Work required:
Could you write out all the records once more, exactly?
[Records provided — start]
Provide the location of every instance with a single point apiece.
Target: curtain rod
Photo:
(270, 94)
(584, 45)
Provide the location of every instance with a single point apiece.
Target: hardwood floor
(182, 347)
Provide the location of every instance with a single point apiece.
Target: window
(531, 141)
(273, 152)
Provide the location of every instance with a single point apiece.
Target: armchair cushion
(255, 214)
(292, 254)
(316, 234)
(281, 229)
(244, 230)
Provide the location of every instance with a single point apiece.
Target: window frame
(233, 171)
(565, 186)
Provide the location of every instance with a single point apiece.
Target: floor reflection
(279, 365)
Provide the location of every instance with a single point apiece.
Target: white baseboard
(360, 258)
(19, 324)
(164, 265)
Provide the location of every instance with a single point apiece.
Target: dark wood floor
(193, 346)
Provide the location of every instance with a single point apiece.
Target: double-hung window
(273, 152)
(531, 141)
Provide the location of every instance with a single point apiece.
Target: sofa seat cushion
[Records provided — finish]
Answer space:
Provide the location of every instance with a single point apiece.
Target: curtain rod
Photo:
(270, 94)
(584, 45)
Provide the location of every instance with a single point apiece.
Target: hardwood floor
(182, 347)
Provide the location of every instance with a single point apiece.
Target: window
(531, 141)
(273, 152)
Provide the location of every instance with a single point apiece.
Target: armchair cushion
(255, 214)
(292, 254)
(316, 234)
(281, 229)
(244, 230)
Provide the location of every instance with a single point apiece.
Target: window frame
(233, 171)
(565, 186)
Provide the location of every instance with a single point apiece.
Target: floor reflection
(279, 365)
Provide the location of every instance with a single point apiece.
Target: white baseboard
(360, 258)
(19, 324)
(164, 265)
Provide the location of every instance with a single point apiece.
Target: dark wood floor
(193, 346)
Provide the location of every instance with a single point apiece.
Target: double-hung window
(273, 152)
(531, 141)
Provide the location of every instance with a single point apiece.
Target: sofa seat cushion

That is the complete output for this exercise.